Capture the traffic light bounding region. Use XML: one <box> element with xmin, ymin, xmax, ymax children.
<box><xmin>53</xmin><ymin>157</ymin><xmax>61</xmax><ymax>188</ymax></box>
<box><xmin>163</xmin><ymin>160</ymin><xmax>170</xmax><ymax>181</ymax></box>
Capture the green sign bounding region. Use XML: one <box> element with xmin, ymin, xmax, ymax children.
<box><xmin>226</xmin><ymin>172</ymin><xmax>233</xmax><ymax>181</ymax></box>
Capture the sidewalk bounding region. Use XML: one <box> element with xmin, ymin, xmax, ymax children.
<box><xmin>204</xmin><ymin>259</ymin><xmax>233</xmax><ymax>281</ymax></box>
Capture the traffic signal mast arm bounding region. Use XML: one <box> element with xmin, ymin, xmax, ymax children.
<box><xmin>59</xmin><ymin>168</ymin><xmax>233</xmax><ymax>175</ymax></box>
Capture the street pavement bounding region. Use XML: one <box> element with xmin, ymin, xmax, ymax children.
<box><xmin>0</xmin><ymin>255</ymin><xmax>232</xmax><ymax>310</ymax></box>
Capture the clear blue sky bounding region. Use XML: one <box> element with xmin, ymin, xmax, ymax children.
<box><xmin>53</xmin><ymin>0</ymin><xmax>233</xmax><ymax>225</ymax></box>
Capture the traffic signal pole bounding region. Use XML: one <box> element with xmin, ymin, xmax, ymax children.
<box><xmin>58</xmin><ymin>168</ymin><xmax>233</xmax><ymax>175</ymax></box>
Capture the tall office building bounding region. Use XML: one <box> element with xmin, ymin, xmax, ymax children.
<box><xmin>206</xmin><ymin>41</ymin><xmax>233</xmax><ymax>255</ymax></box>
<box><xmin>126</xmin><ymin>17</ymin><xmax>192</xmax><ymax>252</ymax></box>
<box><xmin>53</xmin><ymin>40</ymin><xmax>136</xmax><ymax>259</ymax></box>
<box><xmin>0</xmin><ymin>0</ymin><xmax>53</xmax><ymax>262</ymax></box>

━━━

Every line of data must be returned unchanged.

▸ **Finished task**
Capture the traffic light bounding region. Use XML: one <box> element with xmin, ymin, xmax, ymax children.
<box><xmin>53</xmin><ymin>157</ymin><xmax>61</xmax><ymax>188</ymax></box>
<box><xmin>163</xmin><ymin>160</ymin><xmax>170</xmax><ymax>181</ymax></box>
Capture the green sign bounding region. Use XML: one <box> element with xmin, ymin, xmax, ymax children.
<box><xmin>226</xmin><ymin>172</ymin><xmax>233</xmax><ymax>181</ymax></box>
Capture the sidewalk bounding region. Use XML: one <box> element with xmin, ymin, xmax, ymax children.
<box><xmin>204</xmin><ymin>259</ymin><xmax>233</xmax><ymax>281</ymax></box>
Capture the traffic signal mast arm bounding region. Use XML: one <box> element with xmin, ymin, xmax, ymax children.
<box><xmin>59</xmin><ymin>168</ymin><xmax>233</xmax><ymax>175</ymax></box>
Capture the street pavement bounding region. Use XML: one <box> element with xmin, ymin, xmax, ymax children.
<box><xmin>0</xmin><ymin>255</ymin><xmax>232</xmax><ymax>310</ymax></box>
Capture the clear blue sky bounding region. Use XML: one <box> element with xmin, ymin, xmax, ymax children.
<box><xmin>53</xmin><ymin>0</ymin><xmax>233</xmax><ymax>225</ymax></box>
Capture the traffic signal pole bounding region. Use XML: one <box> element with xmin, ymin, xmax, ymax children.
<box><xmin>58</xmin><ymin>168</ymin><xmax>233</xmax><ymax>175</ymax></box>
Capture the tall office building bounding region. Use XML: one <box> element with xmin, ymin, xmax, ymax children.
<box><xmin>206</xmin><ymin>41</ymin><xmax>233</xmax><ymax>255</ymax></box>
<box><xmin>126</xmin><ymin>17</ymin><xmax>192</xmax><ymax>252</ymax></box>
<box><xmin>53</xmin><ymin>40</ymin><xmax>136</xmax><ymax>259</ymax></box>
<box><xmin>0</xmin><ymin>0</ymin><xmax>53</xmax><ymax>262</ymax></box>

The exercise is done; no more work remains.